● WHAT TO WORK ON
Transcribe the records below exactly as they appear, omitting any pictures.
*** EXCERPTED DATA ***
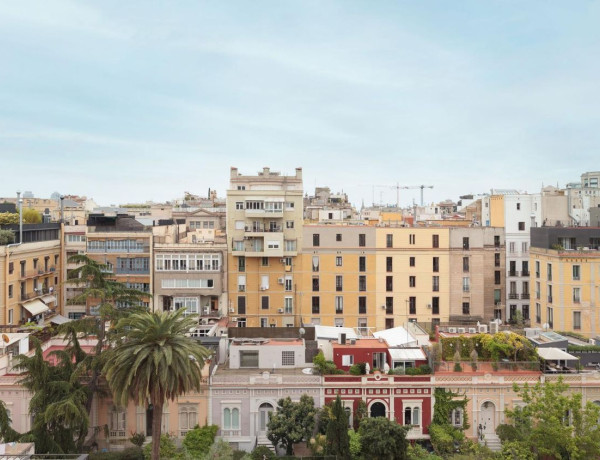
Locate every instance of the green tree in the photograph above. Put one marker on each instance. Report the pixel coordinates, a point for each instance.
(553, 423)
(198, 441)
(31, 216)
(156, 361)
(292, 422)
(338, 443)
(383, 439)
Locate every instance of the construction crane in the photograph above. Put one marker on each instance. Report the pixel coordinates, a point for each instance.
(405, 187)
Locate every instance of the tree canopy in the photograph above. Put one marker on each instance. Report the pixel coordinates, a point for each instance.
(292, 422)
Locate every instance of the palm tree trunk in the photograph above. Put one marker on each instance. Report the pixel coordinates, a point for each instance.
(157, 408)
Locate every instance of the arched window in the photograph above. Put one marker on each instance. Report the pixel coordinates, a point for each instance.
(227, 419)
(235, 419)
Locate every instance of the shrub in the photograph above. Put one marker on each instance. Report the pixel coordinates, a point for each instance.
(137, 439)
(262, 453)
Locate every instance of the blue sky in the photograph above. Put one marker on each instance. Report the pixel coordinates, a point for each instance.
(139, 100)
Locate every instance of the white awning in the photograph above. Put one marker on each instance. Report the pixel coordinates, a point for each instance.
(48, 298)
(35, 307)
(407, 354)
(59, 319)
(555, 354)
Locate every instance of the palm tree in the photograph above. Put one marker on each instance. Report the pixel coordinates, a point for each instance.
(156, 361)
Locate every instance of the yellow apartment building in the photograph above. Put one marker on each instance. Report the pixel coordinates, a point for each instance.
(338, 277)
(30, 275)
(566, 276)
(413, 275)
(264, 237)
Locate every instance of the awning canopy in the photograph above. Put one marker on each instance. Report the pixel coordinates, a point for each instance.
(48, 298)
(555, 354)
(59, 319)
(407, 354)
(35, 307)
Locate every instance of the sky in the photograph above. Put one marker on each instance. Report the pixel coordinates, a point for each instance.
(144, 100)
***
● ANSWER BOX
Locate every instance of the green tree in the photograph above. Put one marker on each instance. Report the pixel coordinates, a point for each instance.
(553, 423)
(198, 441)
(31, 216)
(156, 361)
(292, 422)
(338, 443)
(383, 439)
Locate every instance of the construction crane in the photograph above. Put one marker on each instance. Report the pixel coordinates, a point for each instance.
(405, 187)
Locate every instance of the tree canopy in the photograph above. Put one marker on each instance. Report the pixel coordinates, a point for each instance.
(292, 422)
Locate every instance of the palm tree trunk in the photograph above. Put one marker on each instance. Report the pixel coordinates, a point for each instance.
(157, 408)
Locate every instance of the arched window in the photograph above. Put one marker on each instance. Report the pixel coordinates, a point for each instance.
(227, 419)
(235, 419)
Locate every instance of the shrub in the photograph above. Put one marker on each instance. Report the pixel coordinates, a point for each instance.
(137, 439)
(262, 453)
Locate every instance of the blue sky in the photograph above. Put one marker on each instance. Report the pixel coordinates, a point for each instance.
(139, 100)
Locate every instance of the white awning in the photograph above. Put one marker on each instance. Report the pixel coordinates, a point for each instance.
(48, 298)
(35, 307)
(407, 354)
(59, 319)
(555, 354)
Locate every instance of the palm tree in the photograph above. Put one marker on each instance. Report the pixel coordinates, a point for each instance.
(156, 361)
Locate every instance of the yellow apartment building in the photograph above. Put one marker on each instance. Report the pixel coordinates, a point for each instance.
(338, 277)
(30, 275)
(566, 276)
(413, 275)
(264, 237)
Locate every instance of the awning canopy in the photograph above. Put one marker on each instance. Report the pixel coordinates, a point for each instance.
(48, 298)
(555, 354)
(59, 319)
(407, 354)
(35, 307)
Locate every instance of the sky in the photograph above. Put one marker on each instance. Report the pixel coordinates, a point for each instance.
(144, 100)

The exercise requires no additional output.